▶ [DOCUMENT SEGMENT]:
+---+
James Andean & François Xavier Saint-Pierre’s E-100

In E-100, Andean and Saint-Pierre re-contextualize cinematic sounds from the Essential 100—fragments of dialogue, instrumental samples and environmental sounds—according to their musical properties, creating an encyclopedic sonic collage. While the sounds are divorced from their narrative context, memories of their original contexts linger, and evocative juxtapositions ensue. The metrical perfection and monotone voice of HAL 9000 is coloured by a sample of Bernard Hermann’s hypnotic score for Vertigo, for example, or two films that share a fixation on an image from the past meet, as the closing fanfare of Charles Foster Kane’s life joins the spoken thoughts of La Jetée’s unnamed time traveler. An aleatoric algorithm links the collaged phrases of cinema sounds creating an unending chain of musical scenes, and offering audiences a new, non-visual experience of cinema’s most significant moments.
+---+
▶ [DATASET ENTRIES]:
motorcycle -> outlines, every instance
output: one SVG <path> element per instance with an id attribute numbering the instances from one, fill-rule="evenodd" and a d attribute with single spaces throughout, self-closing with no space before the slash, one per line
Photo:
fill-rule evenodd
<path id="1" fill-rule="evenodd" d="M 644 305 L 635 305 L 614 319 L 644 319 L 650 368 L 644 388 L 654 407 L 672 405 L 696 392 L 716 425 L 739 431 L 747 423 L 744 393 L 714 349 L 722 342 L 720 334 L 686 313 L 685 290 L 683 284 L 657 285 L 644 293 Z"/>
+---+
▶ [WORK TO COMPLETE]:
A - For the E-100 description above, decide whether each statement agrees with it: (i) Andean and Saint-Pierre arrange the cinematic sounds according to their musical properties; (ii) the piece gives audiences a new visual experience of cinema's key moments; (iii) an aleatoric algorithm links the collaged phrases of cinema sounds. For each, answer yes or no and quote the deciding words of the text.
B - Continue the E-100 description above from its last sentence.

▶ [TASK-BY-TASK OUTPUTS]:
A -
(i) Yes: "according to their musical properties"
(ii) No: "offering audiences a new, non-visual experience of cinema’s most significant moments"
(iii) Yes: "An aleatoric algorithm links the collaged phrases of cinema sounds"

B -
-Laurel MacMillan

In La Dolce Vita, Anita Ekberg’s character implores us to listen. E-100 is a vehicle for dedicated listening produced using a specifically designed algorithm. Visitors to Cinema 5, the NBC Universal Education Theatre, will hear a constellation of sounds that momentarily come into focus only to transform, dissolve or be abruptly cut in an ever-changing trajectory. While the aleatoric and collage-like form is indebted to Satie, Cage, Pierre Schaffer and their successors, the work is not a Zen-influenced street-level event attempting to operate at the interstices of art and life. It exists within the dually consecrated space of a cinema inside a building that acts as a shrine to the art of cinema. Where Cage wanted his works to be free of taste and “the burden of psychological intentions” or more specifically, memory, the pleasure of E-100 stems from the collisions of unforeseen sounds as much as from the listeners’ memories of the clips within their original contexts. The heterogeneous sounds of film history, selected according to their thematic, dramatic and metrical content, have been re-organized with a reverence for the sound object—we have carefully crafted phrases of sound that become like closely guarded artifacts while also letting go and allowing them to interact in new and unforeseen ways. Emphasis alternates between a narrative and a musical experience, and the two aspects interact to construct further layers of meaning.